Required task 1: In the passage on network traffic below, what were current backbone network architectures originally designed to support?
Required task 2: For each statement, say whether the passage on network traffic below agrees with it. Give yes or no and quote the deciding words. (a) Cost is slowing down the process of modernizing hardware. (b) The term bandwidth is meant in a narrow sense limited to link capacity. (c) The growth of traffic is heavily affecting network performance.
Required task 3: Continue the passage on network traffic below, starting right after its last sentence.

Document section:
_ _ _ _
In recent years, the fast growing of datacom networks and the large and ever-increasing amount of services made available to the users over such networks, particularly over the Internet, have led to a remarkable growth of traffic which is heavily affecting network performance.
As a matter of fact, current architectures of backbone networks, which were originally designed to support telephone traffic, are inadequate to support huge volumes of Internet data traffic and, ideally, should be replaced by technically advanced, state of the art hardware networks providing sufficient speed and bandwidth to cope with today's and tomorrow's data traffic needs.
Unfortunately, cost is a major issue which is slowing down, if not preventing, the hardware modernisation process: the common feeling is that investments would be too high with respect to expected revenues.
As a consequence, designs of next generations networks (NGNs), although taking into account all critical requirements, are still be based on traditional criteria.
The main requirement for a successful NGN is thus to be seen in the exploitation of the currently available hardware means and available bandwidth thereof, wherein the term bandwidth is to be intended in a broad sense, including data transfer capacity of a communications system, link capacity, node throughput and so on.
_ _ _ _
Information given:
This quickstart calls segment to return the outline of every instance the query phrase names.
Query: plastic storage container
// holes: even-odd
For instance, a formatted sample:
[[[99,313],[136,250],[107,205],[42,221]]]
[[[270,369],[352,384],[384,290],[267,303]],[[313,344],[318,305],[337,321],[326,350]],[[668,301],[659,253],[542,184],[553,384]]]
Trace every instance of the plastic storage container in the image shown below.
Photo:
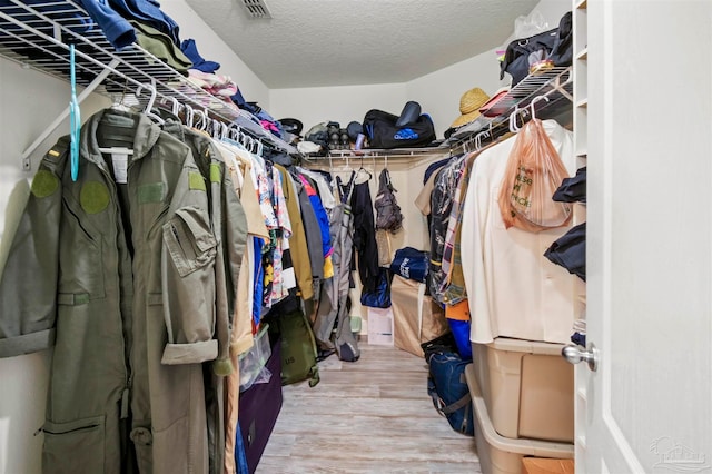
[[[500,435],[573,443],[574,371],[562,347],[504,337],[473,344],[477,385]]]
[[[476,357],[476,356],[475,356]],[[497,434],[487,413],[475,376],[475,367],[468,364],[465,379],[472,395],[475,412],[475,443],[479,467],[487,474],[521,474],[522,458],[525,456],[573,458],[573,444],[537,440],[511,440]]]

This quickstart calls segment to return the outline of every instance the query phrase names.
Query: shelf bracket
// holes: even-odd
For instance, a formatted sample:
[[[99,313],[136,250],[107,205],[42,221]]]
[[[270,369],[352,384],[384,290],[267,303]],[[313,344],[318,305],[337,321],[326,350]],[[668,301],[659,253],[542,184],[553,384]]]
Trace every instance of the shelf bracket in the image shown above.
[[[111,62],[109,62],[108,67],[105,68],[101,72],[99,72],[99,75],[85,88],[85,90],[82,90],[79,96],[77,96],[77,101],[79,103],[83,102],[83,100],[89,97],[89,95],[91,95],[91,92],[95,91],[95,89],[97,87],[99,87],[101,85],[101,82],[103,82],[103,80],[107,78],[107,76],[109,76],[111,73],[112,69],[116,69],[116,67],[119,65],[119,60],[118,59],[112,59]],[[24,151],[22,151],[22,157],[21,157],[21,167],[22,170],[24,171],[30,171],[32,169],[32,164],[30,161],[30,155],[32,155],[32,152],[37,149],[37,147],[39,147],[40,145],[42,145],[42,141],[44,141],[47,139],[47,137],[50,136],[50,134],[52,131],[55,131],[57,129],[57,127],[60,126],[60,124],[67,119],[67,117],[69,117],[69,107],[67,107],[65,110],[62,110],[62,112],[59,115],[59,117],[57,117],[55,119],[55,121],[52,121],[41,134],[39,137],[37,137],[37,139],[34,141],[32,141],[32,145],[30,145]]]

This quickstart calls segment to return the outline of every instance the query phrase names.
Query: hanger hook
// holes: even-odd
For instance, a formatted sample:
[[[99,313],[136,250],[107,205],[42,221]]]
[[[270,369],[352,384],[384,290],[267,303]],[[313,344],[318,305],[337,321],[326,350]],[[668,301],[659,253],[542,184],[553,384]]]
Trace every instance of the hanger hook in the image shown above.
[[[180,113],[180,102],[175,97],[170,98],[170,102],[171,102],[170,111],[172,112],[172,115],[178,117],[178,113]]]
[[[532,99],[532,101],[530,102],[530,107],[532,108],[532,120],[534,120],[536,118],[536,109],[535,109],[534,105],[536,102],[538,102],[540,100],[544,100],[544,101],[548,102],[548,97],[547,96],[536,96],[535,98]]]
[[[156,102],[156,96],[158,95],[158,91],[156,90],[156,86],[152,85],[152,83],[141,83],[136,89],[136,98],[137,99],[141,96],[141,91],[144,89],[147,89],[147,90],[149,90],[151,92],[151,97],[149,97],[148,103],[146,105],[146,109],[144,110],[144,113],[148,113],[154,108],[154,103]]]
[[[520,131],[520,127],[517,127],[516,125],[516,116],[520,112],[520,107],[518,106],[514,106],[514,110],[512,111],[512,113],[510,113],[510,131],[513,134],[516,134],[517,131]]]

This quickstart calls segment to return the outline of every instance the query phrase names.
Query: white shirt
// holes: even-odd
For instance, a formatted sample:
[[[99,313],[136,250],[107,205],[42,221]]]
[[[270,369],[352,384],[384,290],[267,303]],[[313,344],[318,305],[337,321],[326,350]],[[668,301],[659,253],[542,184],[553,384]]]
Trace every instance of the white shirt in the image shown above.
[[[572,132],[553,120],[544,129],[570,176],[575,171]],[[461,251],[469,297],[469,339],[495,337],[567,343],[576,312],[574,276],[544,257],[568,227],[528,233],[506,229],[497,197],[516,136],[479,155],[463,207]]]

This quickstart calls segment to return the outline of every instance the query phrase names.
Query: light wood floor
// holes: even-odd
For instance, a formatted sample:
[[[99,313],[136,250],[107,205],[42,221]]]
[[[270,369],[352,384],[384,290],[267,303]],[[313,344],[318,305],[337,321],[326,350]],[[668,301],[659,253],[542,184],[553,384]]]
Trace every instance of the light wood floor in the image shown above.
[[[433,407],[425,361],[360,348],[356,363],[322,362],[316,387],[283,387],[257,473],[481,473],[474,437],[455,433]]]

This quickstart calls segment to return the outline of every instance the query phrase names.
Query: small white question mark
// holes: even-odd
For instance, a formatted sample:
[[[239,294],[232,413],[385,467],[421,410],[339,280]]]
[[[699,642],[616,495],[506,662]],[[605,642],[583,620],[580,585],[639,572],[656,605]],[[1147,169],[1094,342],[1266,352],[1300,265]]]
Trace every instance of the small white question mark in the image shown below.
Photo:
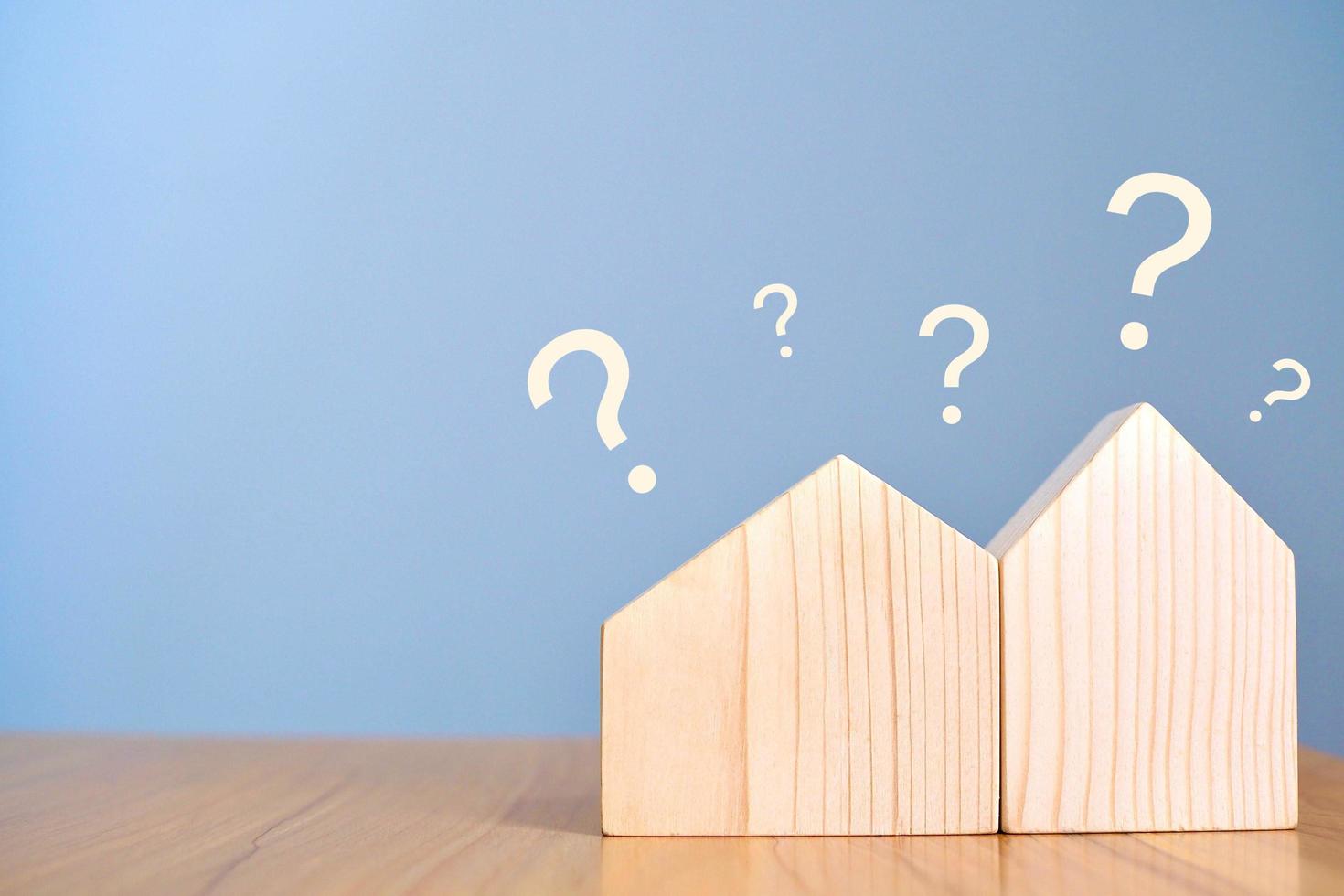
[[[1269,395],[1265,396],[1265,404],[1273,404],[1274,402],[1296,402],[1297,399],[1306,395],[1306,390],[1312,388],[1312,375],[1306,372],[1305,367],[1302,367],[1293,359],[1285,357],[1274,361],[1274,369],[1294,371],[1297,372],[1297,376],[1301,377],[1301,382],[1297,384],[1297,388],[1294,388],[1292,392],[1284,390],[1275,390],[1270,392]],[[1259,423],[1262,414],[1259,412],[1259,410],[1254,410],[1251,411],[1250,416],[1251,416],[1251,423]]]
[[[1179,199],[1185,206],[1188,223],[1185,234],[1180,239],[1145,258],[1134,271],[1134,282],[1129,292],[1138,296],[1152,296],[1153,285],[1157,283],[1157,278],[1164,271],[1193,258],[1195,253],[1204,247],[1208,231],[1214,226],[1214,211],[1208,207],[1208,199],[1204,197],[1199,187],[1184,177],[1156,171],[1134,175],[1117,187],[1106,211],[1128,215],[1134,200],[1148,193],[1167,193]],[[1138,321],[1125,324],[1120,329],[1120,343],[1129,351],[1137,352],[1148,345],[1148,328]]]
[[[980,360],[980,356],[985,353],[989,348],[989,322],[985,316],[970,308],[969,305],[939,305],[927,314],[925,314],[923,322],[919,324],[921,336],[933,336],[933,332],[938,329],[938,324],[946,320],[960,320],[970,324],[970,348],[952,359],[948,363],[948,369],[942,375],[942,384],[946,388],[957,388],[961,386],[961,372]],[[956,404],[949,404],[942,408],[942,422],[943,423],[957,423],[961,420],[961,408]]]
[[[612,450],[625,441],[620,414],[625,388],[630,384],[630,363],[620,343],[602,330],[574,329],[547,343],[527,368],[527,395],[532,399],[532,407],[542,407],[550,402],[551,369],[573,352],[591,352],[606,367],[606,388],[597,406],[597,434],[602,437],[602,445]],[[630,488],[640,494],[652,492],[657,481],[653,469],[644,463],[630,470]]]
[[[765,308],[766,296],[773,296],[774,293],[784,296],[784,301],[786,302],[784,313],[780,314],[780,320],[774,322],[774,334],[784,336],[784,325],[789,322],[790,317],[793,317],[793,312],[798,310],[798,294],[793,292],[792,286],[785,286],[784,283],[770,283],[769,286],[762,286],[757,290],[757,297],[755,301],[751,302],[751,306],[761,310]],[[780,357],[789,357],[792,355],[792,348],[788,345],[780,347]]]

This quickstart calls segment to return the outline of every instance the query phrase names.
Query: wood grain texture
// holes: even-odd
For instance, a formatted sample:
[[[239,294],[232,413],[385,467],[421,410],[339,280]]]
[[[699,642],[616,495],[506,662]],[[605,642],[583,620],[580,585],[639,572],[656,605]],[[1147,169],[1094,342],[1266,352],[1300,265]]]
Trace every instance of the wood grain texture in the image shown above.
[[[989,547],[1005,832],[1297,823],[1293,553],[1152,406]]]
[[[602,837],[573,740],[0,737],[0,893],[1337,893],[1344,760],[1297,830]]]
[[[603,830],[997,830],[997,575],[832,459],[602,626]]]

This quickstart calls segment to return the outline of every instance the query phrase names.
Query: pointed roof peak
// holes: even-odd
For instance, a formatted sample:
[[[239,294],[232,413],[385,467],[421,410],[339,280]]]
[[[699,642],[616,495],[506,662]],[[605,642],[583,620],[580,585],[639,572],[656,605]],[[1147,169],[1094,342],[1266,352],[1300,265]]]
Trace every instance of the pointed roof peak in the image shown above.
[[[1091,463],[1093,458],[1106,447],[1106,445],[1117,437],[1121,429],[1125,427],[1130,420],[1138,418],[1150,416],[1156,420],[1161,420],[1163,426],[1168,427],[1172,433],[1176,433],[1179,438],[1180,433],[1175,426],[1171,424],[1161,411],[1153,407],[1148,402],[1136,402],[1134,404],[1126,404],[1125,407],[1117,408],[1103,416],[1083,439],[1074,446],[1059,466],[1046,477],[1031,497],[1017,508],[1017,512],[995,533],[995,537],[989,540],[986,545],[988,551],[997,557],[1001,557],[1008,548],[1011,548],[1017,539],[1027,533],[1036,519],[1044,513],[1055,500],[1064,493],[1074,478]],[[1183,438],[1184,441],[1184,438]],[[1203,458],[1200,458],[1203,459]],[[1206,461],[1207,463],[1207,461]]]

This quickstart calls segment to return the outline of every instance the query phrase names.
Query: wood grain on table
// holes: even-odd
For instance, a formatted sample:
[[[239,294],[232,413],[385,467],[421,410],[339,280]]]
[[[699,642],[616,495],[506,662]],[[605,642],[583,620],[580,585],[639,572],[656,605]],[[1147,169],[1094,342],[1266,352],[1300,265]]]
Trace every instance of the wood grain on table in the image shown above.
[[[0,737],[4,893],[1339,893],[1344,760],[1297,830],[638,838],[594,739]]]

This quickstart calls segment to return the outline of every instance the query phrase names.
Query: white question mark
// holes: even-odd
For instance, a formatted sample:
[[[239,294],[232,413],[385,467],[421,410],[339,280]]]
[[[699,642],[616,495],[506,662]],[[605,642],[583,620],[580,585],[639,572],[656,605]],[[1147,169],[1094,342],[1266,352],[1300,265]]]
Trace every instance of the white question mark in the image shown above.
_ _ _ _
Exercise result 1: Telephone traffic.

Exercise result 2:
(a) Yes: "cost is a major issue which is slowing down, if not preventing, the hardware modernisation process"
(b) No: "the term bandwidth is to be intended in a broad sense, including data transfer capacity of a communications system, link capacity, node throughput and so on"
(c) Yes: "a remarkable growth of traffic which is heavily affecting network performance"

Exercise result 3:
Effective use of the available bandwidth can be obtained by means of traffic engineering solutions, which is the possibility of handling network resources in a flexible and dynamic way in order to cope with traffic demand varying with time, optimising the usage of available resources and employing effective routing strategies.
Generally speaking most communications networks are designed on a multi-layer architecture using the well known seven-layer architecture as set out by the Open Systems Interconnection (OSI) and standardised by the International Standards Organization (ISO).
Each of the seven layers provides for a progressive level of abstraction, starting from layer 1, or physical layer, to level 7, the application layer, going through the data link layer, the network layer, the transport layer, the session layer, the presentation layer and the application layer.
Moreover, most of today's networks, including the networks implementing the Internet, use a number of well known and widely available network layer protocols for packet routing and flow control, which is performed at the network layer, and a number of data link layer protocols for error checking or performing functions that make reliable connection between two nodes.
Referring again to a most significant datacom network, the Internet transport infrastructure is progressively migrating towards a model in which an optical core network able to handle high traffic volumes interconnects high throughput routers. In addition, a massive migration of a large part of services is next to occur towards the IP paradigm, including real time and multimedia services and next generation mobile services.
Such a huge amount of data requires appropriate communications means suitable to cope with such high volumes of data traffic, for instance high capacity optical networks exploited through Wavelength Division Multiplexing (WDM) techniques.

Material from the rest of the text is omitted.